BEGIN TASK INPUT

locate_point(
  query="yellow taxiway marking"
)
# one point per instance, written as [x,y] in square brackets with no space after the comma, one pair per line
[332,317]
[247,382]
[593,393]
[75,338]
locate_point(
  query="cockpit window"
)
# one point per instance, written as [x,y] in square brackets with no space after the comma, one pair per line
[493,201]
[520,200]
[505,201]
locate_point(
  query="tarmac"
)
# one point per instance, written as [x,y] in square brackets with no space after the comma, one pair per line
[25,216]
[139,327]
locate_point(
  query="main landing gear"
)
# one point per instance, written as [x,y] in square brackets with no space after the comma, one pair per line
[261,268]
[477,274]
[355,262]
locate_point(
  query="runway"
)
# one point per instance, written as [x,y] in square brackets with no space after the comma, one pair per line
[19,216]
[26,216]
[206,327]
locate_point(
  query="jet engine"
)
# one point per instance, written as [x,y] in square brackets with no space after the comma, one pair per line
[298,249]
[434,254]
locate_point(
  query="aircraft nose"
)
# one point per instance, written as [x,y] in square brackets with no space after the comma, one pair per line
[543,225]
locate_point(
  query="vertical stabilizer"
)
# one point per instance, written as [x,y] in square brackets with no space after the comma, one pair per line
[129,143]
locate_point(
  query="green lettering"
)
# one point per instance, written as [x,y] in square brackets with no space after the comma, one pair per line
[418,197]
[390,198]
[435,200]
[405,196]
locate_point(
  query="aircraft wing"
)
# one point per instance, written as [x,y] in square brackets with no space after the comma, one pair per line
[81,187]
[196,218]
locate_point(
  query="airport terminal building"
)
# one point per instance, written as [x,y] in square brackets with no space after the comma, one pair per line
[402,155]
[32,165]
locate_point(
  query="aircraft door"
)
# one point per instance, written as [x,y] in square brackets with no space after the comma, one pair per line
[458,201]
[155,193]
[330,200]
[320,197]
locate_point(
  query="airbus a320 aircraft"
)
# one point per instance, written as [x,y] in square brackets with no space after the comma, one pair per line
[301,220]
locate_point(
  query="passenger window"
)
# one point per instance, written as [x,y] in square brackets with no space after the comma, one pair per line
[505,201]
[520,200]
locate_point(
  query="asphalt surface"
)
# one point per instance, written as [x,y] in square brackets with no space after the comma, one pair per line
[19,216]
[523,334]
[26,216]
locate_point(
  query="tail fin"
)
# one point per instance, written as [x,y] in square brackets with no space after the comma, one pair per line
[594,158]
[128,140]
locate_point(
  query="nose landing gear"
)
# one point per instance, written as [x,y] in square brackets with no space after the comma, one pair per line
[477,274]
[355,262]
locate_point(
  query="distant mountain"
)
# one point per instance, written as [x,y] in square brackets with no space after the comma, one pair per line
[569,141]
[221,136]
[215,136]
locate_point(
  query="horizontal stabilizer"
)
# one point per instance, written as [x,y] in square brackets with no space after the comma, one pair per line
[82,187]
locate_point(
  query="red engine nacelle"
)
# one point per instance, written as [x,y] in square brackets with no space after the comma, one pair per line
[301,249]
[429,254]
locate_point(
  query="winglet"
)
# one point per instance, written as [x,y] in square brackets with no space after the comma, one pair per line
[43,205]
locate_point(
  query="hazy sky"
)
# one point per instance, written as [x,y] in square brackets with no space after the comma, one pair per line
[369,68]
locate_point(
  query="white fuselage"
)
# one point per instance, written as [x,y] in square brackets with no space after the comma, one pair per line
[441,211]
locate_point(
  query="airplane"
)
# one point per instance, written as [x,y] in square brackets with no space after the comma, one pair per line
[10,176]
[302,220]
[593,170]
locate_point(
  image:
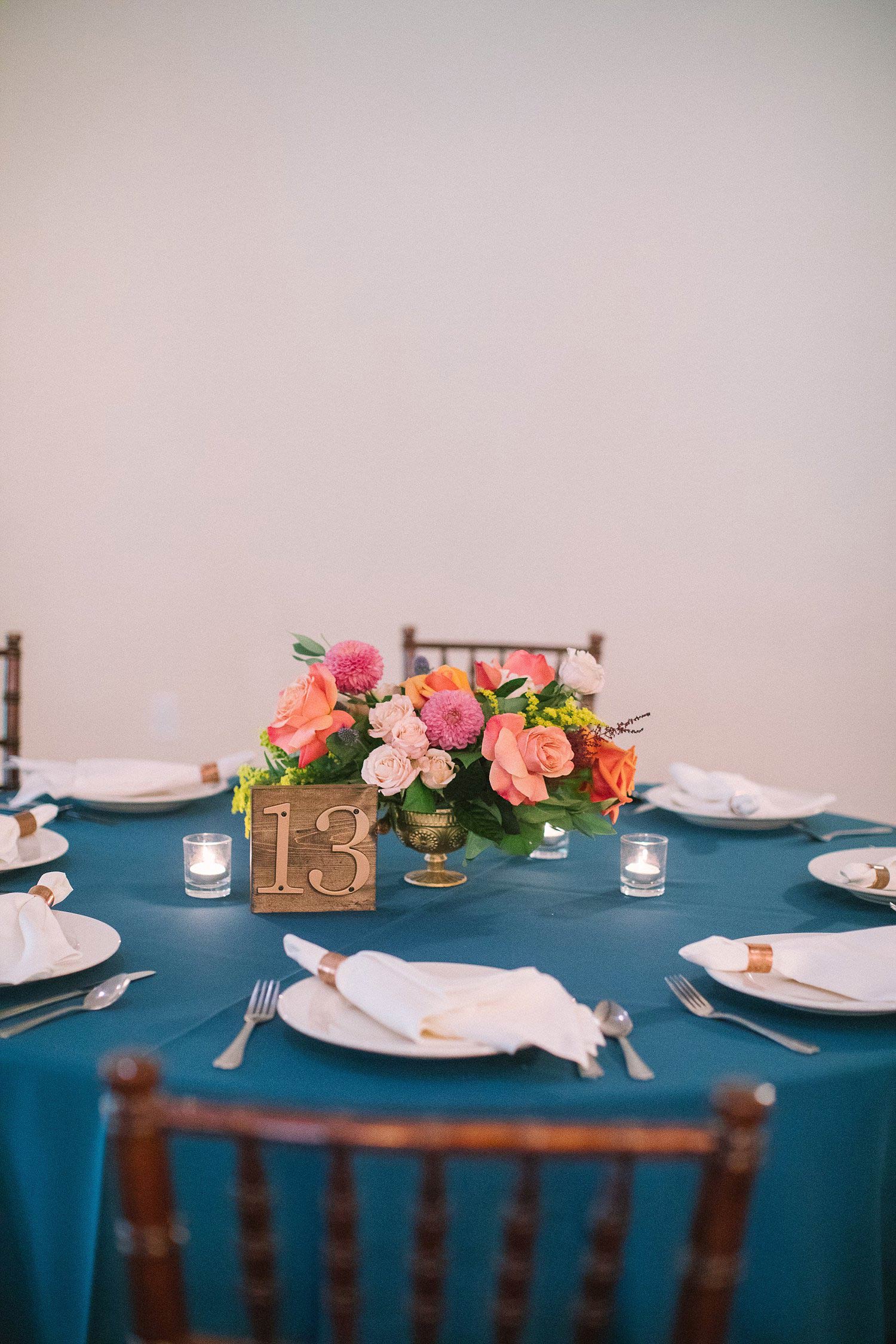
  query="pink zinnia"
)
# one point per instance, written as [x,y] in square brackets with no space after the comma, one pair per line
[453,719]
[357,667]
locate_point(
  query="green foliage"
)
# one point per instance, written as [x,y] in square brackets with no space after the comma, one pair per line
[419,799]
[306,651]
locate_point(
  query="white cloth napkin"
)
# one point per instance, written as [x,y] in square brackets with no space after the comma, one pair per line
[716,793]
[860,964]
[10,832]
[115,778]
[31,938]
[863,874]
[505,1008]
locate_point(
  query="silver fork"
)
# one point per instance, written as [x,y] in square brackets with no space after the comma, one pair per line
[262,1004]
[700,1007]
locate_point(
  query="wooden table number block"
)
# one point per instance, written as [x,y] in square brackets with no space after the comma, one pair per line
[314,847]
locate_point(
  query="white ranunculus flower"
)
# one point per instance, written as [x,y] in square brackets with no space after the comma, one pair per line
[410,734]
[582,673]
[390,769]
[389,713]
[437,769]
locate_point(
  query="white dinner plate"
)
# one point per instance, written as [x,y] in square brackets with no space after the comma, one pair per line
[827,869]
[36,850]
[778,990]
[96,941]
[671,799]
[168,802]
[320,1011]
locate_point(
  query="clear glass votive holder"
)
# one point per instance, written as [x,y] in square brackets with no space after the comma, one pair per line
[207,858]
[643,864]
[555,845]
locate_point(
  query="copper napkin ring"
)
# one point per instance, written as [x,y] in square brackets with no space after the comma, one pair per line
[759,959]
[328,965]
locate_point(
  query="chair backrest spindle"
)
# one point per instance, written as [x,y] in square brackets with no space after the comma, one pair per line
[429,1253]
[515,1275]
[342,1246]
[603,1261]
[256,1242]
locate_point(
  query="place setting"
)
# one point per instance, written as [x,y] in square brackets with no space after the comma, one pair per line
[128,787]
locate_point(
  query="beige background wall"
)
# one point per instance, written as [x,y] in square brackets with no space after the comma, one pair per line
[511,319]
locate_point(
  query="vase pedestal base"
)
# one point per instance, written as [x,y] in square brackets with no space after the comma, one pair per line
[435,874]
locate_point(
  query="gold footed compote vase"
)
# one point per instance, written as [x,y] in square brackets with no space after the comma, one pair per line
[434,835]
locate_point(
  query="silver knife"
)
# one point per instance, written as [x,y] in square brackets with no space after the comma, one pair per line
[73,993]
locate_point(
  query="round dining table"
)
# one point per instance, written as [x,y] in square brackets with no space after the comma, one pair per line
[821,1246]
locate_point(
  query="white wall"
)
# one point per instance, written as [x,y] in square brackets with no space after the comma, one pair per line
[511,319]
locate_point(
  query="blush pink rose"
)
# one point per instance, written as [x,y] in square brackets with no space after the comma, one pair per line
[510,776]
[546,750]
[306,716]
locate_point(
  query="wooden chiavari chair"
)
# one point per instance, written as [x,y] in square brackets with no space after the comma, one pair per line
[445,649]
[142,1119]
[11,742]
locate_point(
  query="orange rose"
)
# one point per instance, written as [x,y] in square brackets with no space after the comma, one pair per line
[446,678]
[306,716]
[613,776]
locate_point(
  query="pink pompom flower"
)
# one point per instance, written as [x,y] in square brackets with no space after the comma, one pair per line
[453,719]
[357,667]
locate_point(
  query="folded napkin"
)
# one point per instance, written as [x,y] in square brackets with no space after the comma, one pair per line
[880,877]
[13,830]
[119,778]
[501,1008]
[860,964]
[31,938]
[716,793]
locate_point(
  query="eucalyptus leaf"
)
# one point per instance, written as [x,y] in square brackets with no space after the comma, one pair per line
[419,799]
[474,846]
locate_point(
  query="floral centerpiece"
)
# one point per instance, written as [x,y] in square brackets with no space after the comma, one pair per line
[501,757]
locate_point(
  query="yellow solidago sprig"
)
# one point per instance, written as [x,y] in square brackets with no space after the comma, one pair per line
[569,716]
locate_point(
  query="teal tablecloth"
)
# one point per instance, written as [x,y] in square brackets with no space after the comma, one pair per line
[823,1245]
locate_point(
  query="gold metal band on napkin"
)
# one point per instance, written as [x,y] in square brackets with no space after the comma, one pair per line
[759,958]
[327,966]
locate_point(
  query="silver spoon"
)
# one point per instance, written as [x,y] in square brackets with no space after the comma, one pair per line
[104,996]
[616,1022]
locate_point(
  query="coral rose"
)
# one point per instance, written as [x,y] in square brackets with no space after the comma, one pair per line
[446,678]
[390,769]
[546,750]
[533,667]
[613,776]
[306,716]
[511,776]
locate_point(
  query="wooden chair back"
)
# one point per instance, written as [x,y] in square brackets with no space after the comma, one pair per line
[149,1234]
[445,649]
[11,742]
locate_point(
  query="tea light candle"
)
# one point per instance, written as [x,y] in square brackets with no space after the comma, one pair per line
[641,869]
[207,864]
[643,864]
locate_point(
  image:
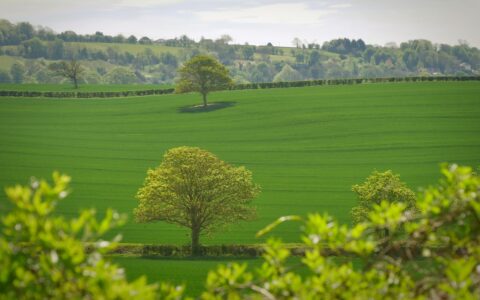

END TASK INPUT

TASK DESCRIPTION
Which of the lines above contain "pink"? Return them all.

SOLUTION TO THIS TASK
  query="pink zinnia"
  query="blush pink rose"
  query="pink pompom flower"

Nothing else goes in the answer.